### Set of tasks:
(A) In the project description on computable numberings, which notion measures the relative complexity of numberings?
(B) Shorten the paragraph of the project description on computable numberings that begins "The project aims to a systematic investigation" and keep its main facts.
(C) From the project description on computable numberings, extract everything from "The project aims" down to "to computer science.".

The project aims to a systematic investigation of computable numberings in the arithmetical hierarchy and the hierarchy of Ershov, with emphasis both on the theoretical aspects as well as on applications to computer science.

The relative complexity of numberings is measured by the notion of a Rogers's semilattice. For families of sets in the arithmetical and Ershov hierarchies, the present project aims

(1) to investigate the algebraic properties of the Rogers semilattices of the computable numberings (cardinality, density, description of segments and ideals, existence of minimal and least elements);
(2) to investigate the spectrum of minimal numberings for a given family, and describe conditions for families to have minimal numberings of a given type;
(3) to investigate global properties of Rogers semilattices (embedding questions, isomorphism types, elementary types, elementary theories, decidability questions, decidable fragments, automorphisms);
(4) to investigate automorphism types of computable objects;
(5) to investigate continuous numberings of effectively given topological spaces.

[Excerpt from a dataset]
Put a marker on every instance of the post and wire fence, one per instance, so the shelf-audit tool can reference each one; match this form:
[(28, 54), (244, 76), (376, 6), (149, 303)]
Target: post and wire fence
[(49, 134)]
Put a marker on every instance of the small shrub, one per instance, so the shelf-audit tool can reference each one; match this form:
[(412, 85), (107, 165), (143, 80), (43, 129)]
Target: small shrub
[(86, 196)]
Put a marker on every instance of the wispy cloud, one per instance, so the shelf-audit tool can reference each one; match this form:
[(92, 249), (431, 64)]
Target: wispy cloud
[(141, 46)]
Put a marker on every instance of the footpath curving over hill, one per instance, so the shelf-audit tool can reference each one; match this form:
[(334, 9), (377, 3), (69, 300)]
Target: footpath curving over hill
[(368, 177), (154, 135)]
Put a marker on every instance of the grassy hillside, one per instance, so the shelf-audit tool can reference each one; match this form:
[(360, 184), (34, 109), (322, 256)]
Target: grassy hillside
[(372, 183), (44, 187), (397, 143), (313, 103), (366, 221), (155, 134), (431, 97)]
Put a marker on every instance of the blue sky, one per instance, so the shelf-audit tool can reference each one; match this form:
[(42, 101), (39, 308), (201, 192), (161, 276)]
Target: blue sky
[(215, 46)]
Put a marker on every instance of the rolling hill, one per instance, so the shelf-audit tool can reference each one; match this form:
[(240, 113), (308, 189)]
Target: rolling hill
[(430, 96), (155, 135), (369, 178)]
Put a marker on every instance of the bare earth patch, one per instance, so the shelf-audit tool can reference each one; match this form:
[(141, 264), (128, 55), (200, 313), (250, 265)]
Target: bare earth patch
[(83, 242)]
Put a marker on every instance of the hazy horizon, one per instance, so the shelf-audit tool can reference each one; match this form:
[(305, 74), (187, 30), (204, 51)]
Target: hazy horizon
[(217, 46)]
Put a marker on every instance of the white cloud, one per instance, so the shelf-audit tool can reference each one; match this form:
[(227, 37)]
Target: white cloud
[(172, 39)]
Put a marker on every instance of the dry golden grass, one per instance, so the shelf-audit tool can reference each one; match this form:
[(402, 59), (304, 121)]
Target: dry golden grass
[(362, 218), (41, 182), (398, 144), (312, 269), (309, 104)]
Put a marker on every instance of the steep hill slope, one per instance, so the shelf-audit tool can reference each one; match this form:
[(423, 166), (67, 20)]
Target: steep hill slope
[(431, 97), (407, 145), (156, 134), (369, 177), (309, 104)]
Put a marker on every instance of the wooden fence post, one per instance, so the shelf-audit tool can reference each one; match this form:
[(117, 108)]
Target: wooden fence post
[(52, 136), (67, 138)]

### Solutions to the tasks:
(A) The notion of a Rogers's semilattice.

(B) The project systematically studies computable numberings in the arithmetical hierarchy and the Ershov hierarchy, focusing on both theory and applications to computer science.

(C)
The project aims to a systematic investigation of computable numberings in the arithmetical hierarchy and the hierarchy of Ershov, with emphasis both on the theoretical aspects as well as on applications to computer science.